▶ The request
Please count how many lines in the records below contain the word "road". Reply with only that number.
--- start Dataset entries ---
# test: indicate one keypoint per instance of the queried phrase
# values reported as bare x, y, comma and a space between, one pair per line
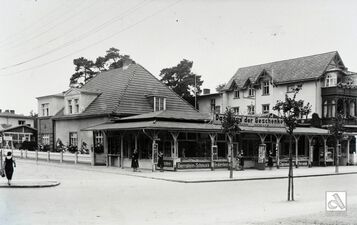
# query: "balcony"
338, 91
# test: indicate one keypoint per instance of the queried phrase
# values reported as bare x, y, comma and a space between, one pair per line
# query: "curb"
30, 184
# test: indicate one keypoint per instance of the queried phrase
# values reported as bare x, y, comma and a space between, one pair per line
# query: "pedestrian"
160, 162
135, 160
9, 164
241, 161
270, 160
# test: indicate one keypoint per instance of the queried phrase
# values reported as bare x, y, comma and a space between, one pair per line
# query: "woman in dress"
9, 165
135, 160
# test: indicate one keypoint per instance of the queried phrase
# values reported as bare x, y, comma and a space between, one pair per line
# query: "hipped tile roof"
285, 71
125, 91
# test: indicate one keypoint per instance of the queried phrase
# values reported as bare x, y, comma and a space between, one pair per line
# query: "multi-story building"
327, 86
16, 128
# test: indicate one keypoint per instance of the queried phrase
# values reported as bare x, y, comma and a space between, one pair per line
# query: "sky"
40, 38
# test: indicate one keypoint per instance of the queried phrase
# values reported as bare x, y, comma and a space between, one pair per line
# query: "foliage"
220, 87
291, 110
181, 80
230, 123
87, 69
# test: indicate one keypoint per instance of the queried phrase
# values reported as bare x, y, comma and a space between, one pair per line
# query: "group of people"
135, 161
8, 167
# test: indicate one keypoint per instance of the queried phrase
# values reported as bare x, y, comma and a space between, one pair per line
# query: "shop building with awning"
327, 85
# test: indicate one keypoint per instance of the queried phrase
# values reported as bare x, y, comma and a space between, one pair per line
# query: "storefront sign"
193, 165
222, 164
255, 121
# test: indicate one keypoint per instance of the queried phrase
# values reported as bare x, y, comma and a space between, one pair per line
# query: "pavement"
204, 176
--- end Dataset entries ---
--- start Dataset entries ---
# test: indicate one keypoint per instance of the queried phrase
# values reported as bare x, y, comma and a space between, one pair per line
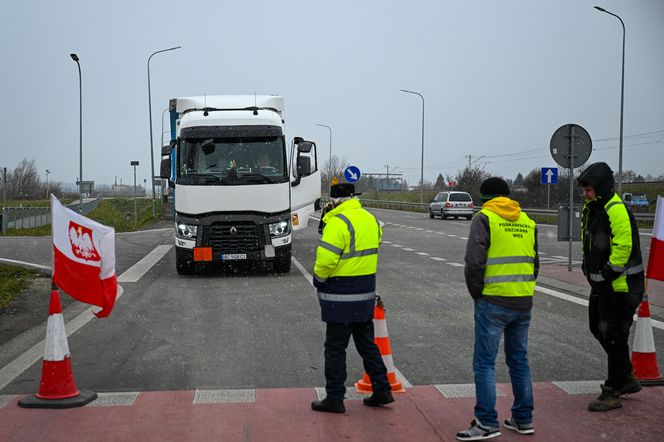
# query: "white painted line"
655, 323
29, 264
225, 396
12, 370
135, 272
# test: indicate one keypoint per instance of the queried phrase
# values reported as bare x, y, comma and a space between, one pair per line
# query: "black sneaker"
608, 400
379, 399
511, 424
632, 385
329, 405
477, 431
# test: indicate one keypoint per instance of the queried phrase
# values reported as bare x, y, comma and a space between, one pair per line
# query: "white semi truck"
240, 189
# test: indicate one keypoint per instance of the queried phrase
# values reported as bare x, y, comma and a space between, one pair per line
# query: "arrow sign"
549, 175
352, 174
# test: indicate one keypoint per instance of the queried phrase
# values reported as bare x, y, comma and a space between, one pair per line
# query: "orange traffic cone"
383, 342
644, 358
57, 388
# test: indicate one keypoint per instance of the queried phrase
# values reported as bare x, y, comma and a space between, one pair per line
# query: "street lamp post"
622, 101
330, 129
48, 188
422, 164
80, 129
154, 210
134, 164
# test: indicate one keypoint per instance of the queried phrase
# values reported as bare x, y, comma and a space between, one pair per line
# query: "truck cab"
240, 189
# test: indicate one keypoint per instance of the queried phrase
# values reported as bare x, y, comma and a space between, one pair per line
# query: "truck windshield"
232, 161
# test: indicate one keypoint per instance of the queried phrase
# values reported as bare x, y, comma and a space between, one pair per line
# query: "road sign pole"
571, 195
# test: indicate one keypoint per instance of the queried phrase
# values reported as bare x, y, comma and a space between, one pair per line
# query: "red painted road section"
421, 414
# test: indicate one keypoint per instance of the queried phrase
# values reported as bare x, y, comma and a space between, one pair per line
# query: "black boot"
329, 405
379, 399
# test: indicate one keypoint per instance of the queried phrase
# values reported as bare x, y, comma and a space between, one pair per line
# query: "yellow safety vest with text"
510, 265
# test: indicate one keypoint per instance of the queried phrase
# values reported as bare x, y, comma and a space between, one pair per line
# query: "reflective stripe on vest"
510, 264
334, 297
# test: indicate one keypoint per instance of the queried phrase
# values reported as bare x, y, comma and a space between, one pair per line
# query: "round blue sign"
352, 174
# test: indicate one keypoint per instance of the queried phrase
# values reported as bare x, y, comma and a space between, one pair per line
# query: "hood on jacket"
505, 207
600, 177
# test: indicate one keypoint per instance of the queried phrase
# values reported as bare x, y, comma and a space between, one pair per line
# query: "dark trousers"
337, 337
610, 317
--- end Dataset entries ---
▶ Answer to the problem
2